> [TASK DIRECTIONS]: Return the records below exactly, leaving nothing out.

[Stored entries]
Content starts
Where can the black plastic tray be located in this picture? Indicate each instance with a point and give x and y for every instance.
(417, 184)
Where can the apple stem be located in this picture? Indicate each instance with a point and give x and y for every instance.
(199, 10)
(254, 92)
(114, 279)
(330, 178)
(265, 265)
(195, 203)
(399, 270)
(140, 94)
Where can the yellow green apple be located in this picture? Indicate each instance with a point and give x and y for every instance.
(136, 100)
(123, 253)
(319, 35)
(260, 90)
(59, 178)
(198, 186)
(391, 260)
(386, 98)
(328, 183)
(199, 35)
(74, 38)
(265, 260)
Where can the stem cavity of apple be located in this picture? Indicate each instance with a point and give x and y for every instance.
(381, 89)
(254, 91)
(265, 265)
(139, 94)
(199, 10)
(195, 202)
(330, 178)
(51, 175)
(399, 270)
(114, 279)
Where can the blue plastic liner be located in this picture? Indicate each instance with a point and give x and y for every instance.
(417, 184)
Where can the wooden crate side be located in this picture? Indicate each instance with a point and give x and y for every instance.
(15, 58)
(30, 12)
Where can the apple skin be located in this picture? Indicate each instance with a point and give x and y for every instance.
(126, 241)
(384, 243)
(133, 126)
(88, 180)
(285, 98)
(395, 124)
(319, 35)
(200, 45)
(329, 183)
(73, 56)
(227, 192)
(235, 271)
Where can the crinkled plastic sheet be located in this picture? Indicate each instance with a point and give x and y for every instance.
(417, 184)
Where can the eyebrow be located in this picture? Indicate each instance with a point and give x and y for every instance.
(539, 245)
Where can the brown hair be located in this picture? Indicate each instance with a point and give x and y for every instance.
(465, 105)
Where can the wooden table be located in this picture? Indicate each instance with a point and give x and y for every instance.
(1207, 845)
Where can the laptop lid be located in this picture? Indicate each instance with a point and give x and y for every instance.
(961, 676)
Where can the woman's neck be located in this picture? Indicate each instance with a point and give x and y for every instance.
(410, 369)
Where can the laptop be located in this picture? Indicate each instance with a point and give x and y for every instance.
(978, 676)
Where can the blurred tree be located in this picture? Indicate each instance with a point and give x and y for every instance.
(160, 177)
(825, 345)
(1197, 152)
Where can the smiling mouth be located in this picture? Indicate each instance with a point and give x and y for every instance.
Content ends
> [YOUR RESPONSE]:
Where can the black plastic tray be located in this picture? Indicate each instance with a point and give x and y for every instance.
(417, 184)
Where can the apple stem be located in this picture? Indicate each instance with a point and give x and y for every instance.
(199, 10)
(254, 92)
(114, 279)
(330, 178)
(265, 265)
(195, 203)
(399, 270)
(140, 94)
Where can the yellow green apple be located in this picture? Indicate each instance with a point and give x and y for every instance.
(136, 100)
(123, 253)
(319, 35)
(260, 90)
(59, 178)
(198, 186)
(391, 260)
(386, 98)
(328, 183)
(199, 35)
(74, 38)
(265, 260)
Where can the stem cavity of apple be located in this picture? Indicate each instance with a point and give x and y for every instance.
(381, 89)
(254, 91)
(265, 265)
(139, 94)
(199, 10)
(195, 202)
(330, 178)
(51, 175)
(399, 270)
(114, 279)
Where can the blue plastic liner be located in this picture? Indicate each instance with a point and give x and y for every instance.
(417, 184)
Where can the wooden crate side be located in this picture? Indicate each instance with a point and give x and y for every instance.
(15, 58)
(30, 12)
Where can the apple skin be located in this picture? Indicate each instance with a point and give x and y for every instance.
(126, 241)
(384, 243)
(133, 126)
(88, 180)
(285, 98)
(395, 124)
(319, 35)
(200, 45)
(329, 183)
(73, 56)
(227, 192)
(235, 271)
Where can the crinkled plastic sheet be located in this picture? Indicate each instance with a point and give x and y for every instance.
(417, 184)
Where can the eyebrow be located in this picture? Indicate each instance with a point and give x and y for every instance.
(539, 245)
Where can the brown hair be located in this picture? Indicate each instance with a point and give x and y for every instance.
(465, 105)
Where can the wooden table be located in this picture? Indicate each instance with a point and give x and y for every instance.
(1207, 845)
Where can the laptop lid be located in this picture? Indicate each instance with a point and give x and y for every instance.
(961, 676)
Where can the woman's neck be located in this picture? Indicate each instance with a point and give x and y for every instance.
(410, 369)
Where can the laptop be located in this picture? Indicate each instance with a point and give x and y for every instance.
(978, 676)
Where can the blurred tree be located in this picture? Indicate each instance with a point and give x and y for every instance.
(160, 177)
(825, 345)
(1197, 152)
Where can the smiling mouth be located in this picture? Indicate each instance with a point and give x and y for every instance.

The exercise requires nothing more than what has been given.